**SOURCE DOCUMENT**

# Buying a used bike?Questions.



## Nic840 (Nov 12, 2006)

I am looking at purchasing a used 2005 Specialized Dolce Comp (asking $950). Fit wise it is really nice, I have been interested in the 2006 but don't really want to go there on price. The 05 actually has better componants. Found it on Craigslist in my area, called and am going to take it for a ride... what should I look for upon the test ride. Apparently there are very few miles on it and the person selling is doing so because she wanted a different frame. Any ideas or comments?


----------



## il sogno (Jul 15, 2002)

Nic840 said:


> I am looking at purchasing a used 2005 Specialized Dolce Comp (asking $950). Fit wise it is really nice, I have been interested in the 2006 but don't really want to go there on price. The 05 actually has better componants. Found it on Craigslist in my area, called and am going to take it for a ride... what should I look for upon the test ride. Apparently there are very few miles on it and the person selling is doing so because she wanted a different frame. Any ideas or comments?

**CHALLENGE 1**
In the records, rewrite the stretch from the line containing "Class, locate every instance of the blue" through the end of the records, replacing "photo" with "image" and changing nothing else. Leave the pictures out of your answer.

**DATA SHOWN**

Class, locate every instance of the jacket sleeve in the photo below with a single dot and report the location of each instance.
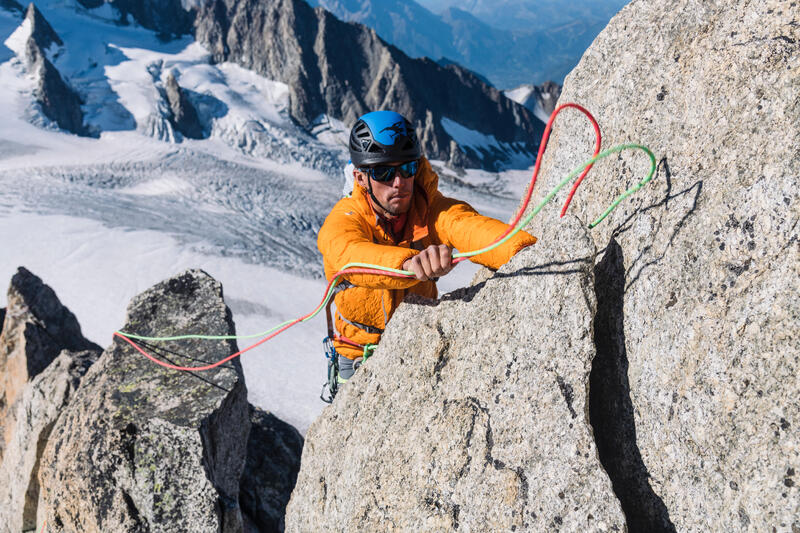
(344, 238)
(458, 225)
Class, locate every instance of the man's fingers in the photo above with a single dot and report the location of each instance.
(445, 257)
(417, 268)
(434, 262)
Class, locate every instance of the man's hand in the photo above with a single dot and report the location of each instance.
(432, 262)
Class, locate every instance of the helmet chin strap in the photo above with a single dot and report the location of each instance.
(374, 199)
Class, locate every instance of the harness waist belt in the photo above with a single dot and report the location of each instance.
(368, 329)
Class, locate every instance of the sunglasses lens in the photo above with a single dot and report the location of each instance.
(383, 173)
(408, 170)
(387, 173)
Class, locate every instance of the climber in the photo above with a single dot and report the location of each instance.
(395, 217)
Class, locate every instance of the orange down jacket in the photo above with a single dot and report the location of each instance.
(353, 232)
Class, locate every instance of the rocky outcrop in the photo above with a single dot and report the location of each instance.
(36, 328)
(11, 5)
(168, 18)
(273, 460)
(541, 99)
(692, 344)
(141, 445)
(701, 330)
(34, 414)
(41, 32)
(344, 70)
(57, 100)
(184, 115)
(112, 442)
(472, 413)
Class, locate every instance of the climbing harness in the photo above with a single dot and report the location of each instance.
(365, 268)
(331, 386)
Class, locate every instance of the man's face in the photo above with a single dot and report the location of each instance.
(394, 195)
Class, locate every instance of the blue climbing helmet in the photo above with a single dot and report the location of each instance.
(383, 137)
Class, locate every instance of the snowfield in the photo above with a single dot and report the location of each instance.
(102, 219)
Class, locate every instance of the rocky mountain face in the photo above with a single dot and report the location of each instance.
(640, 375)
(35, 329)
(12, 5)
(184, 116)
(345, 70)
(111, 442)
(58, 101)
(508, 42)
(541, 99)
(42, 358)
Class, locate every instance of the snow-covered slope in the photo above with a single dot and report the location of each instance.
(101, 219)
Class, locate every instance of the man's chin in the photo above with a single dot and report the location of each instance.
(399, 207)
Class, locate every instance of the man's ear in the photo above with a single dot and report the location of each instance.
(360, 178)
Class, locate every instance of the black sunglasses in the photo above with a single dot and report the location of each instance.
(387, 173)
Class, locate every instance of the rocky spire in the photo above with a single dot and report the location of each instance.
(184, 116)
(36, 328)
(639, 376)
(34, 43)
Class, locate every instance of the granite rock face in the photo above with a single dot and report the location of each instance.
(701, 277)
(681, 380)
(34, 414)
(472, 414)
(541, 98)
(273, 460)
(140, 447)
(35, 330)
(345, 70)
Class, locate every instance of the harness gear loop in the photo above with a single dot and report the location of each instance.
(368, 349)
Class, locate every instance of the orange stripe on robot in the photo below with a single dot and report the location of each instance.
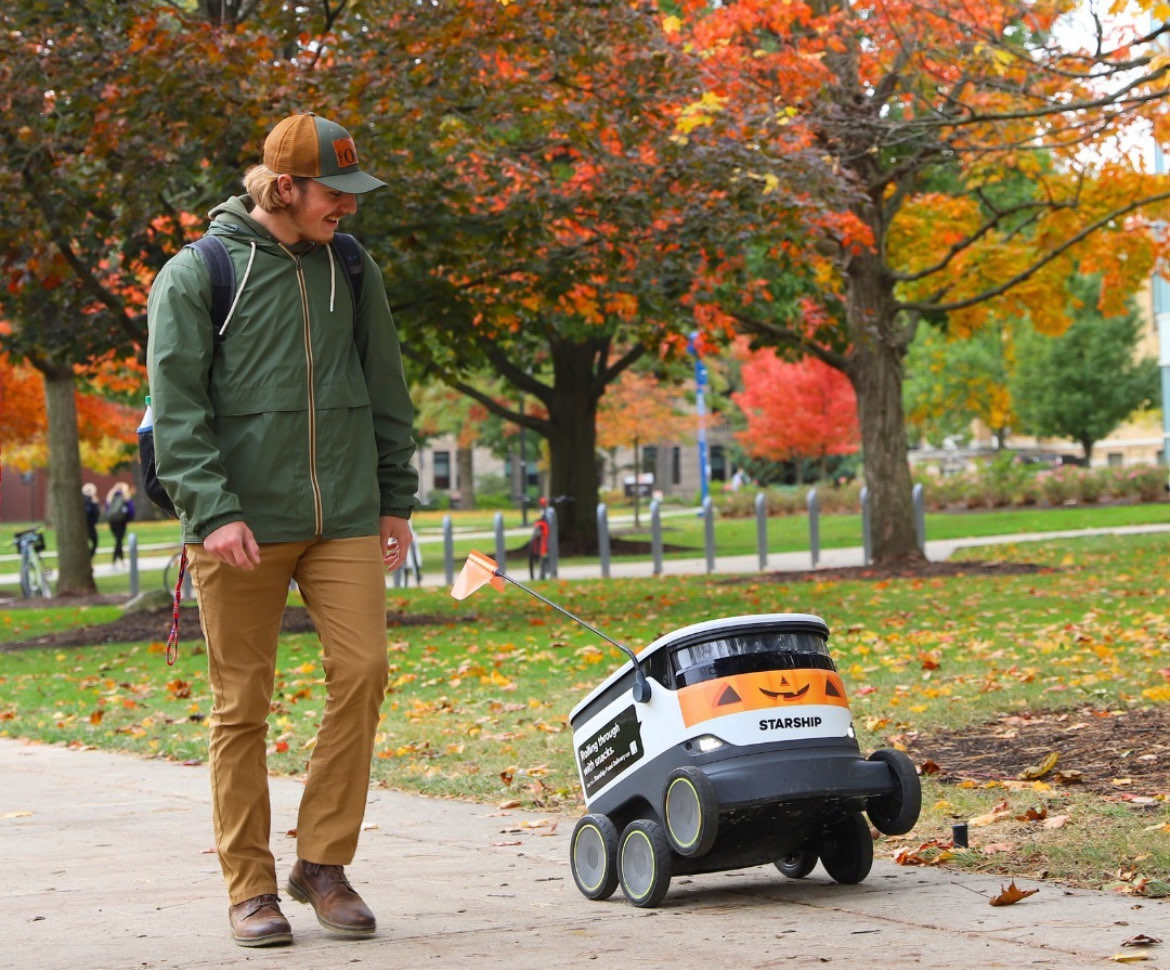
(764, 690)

**CHALLENGE 2**
Answer these from the used-bike thread:
(a) What is the asking price for the bike?
(b) Where did Nic840 find the bike?
(c) Why is the seller selling it?

**EXERCISE RESULT 1**
Class, locate every instance of the blue climbing helmet in the image above with a single dot and report the location of each instance.
(383, 137)
Class, locate every instance of the snowfield in the image above with a single dot and report the location of each instance.
(102, 219)
Class, locate every instance of the rocky mountain face in the image above with a single dot and report the location of each instance.
(640, 375)
(35, 329)
(12, 5)
(184, 116)
(345, 70)
(111, 442)
(58, 101)
(508, 42)
(541, 99)
(42, 358)
Class, locate every instance of the snow-covered slope in the image above with a single dot and report the location of each instance.
(101, 219)
Class, locate every instance of the man's chin in the image above with a single dot and report the location of each instance.
(399, 207)
Class, locate every instance of the man's ear in the image above with a single dot and report the location of each instance.
(360, 178)
Class, locate every instance of the black sunglasses in the image above with a single dot and report the location of each instance.
(387, 173)
Class, locate every instance of the rocky spire in the image above with a single dot and report the location of each instance.
(184, 116)
(36, 328)
(639, 376)
(34, 43)
Class, locate every instance of the granite rock face in the image above with a single dot and report the location of each instance.
(701, 277)
(681, 380)
(34, 414)
(472, 414)
(541, 98)
(273, 460)
(140, 447)
(35, 330)
(345, 70)
Class, locate every instance of the harness gear loop in the image above with a single dot and report the location of each instance.
(368, 349)
Class, locate every instance of the orange stripe on robot in the image below with a single dot and report the location of each instance.
(764, 690)

**EXERCISE RESULT 2**
(a) $950.
(b) On Craigslist in Nic840's area.
(c) She wanted a different frame.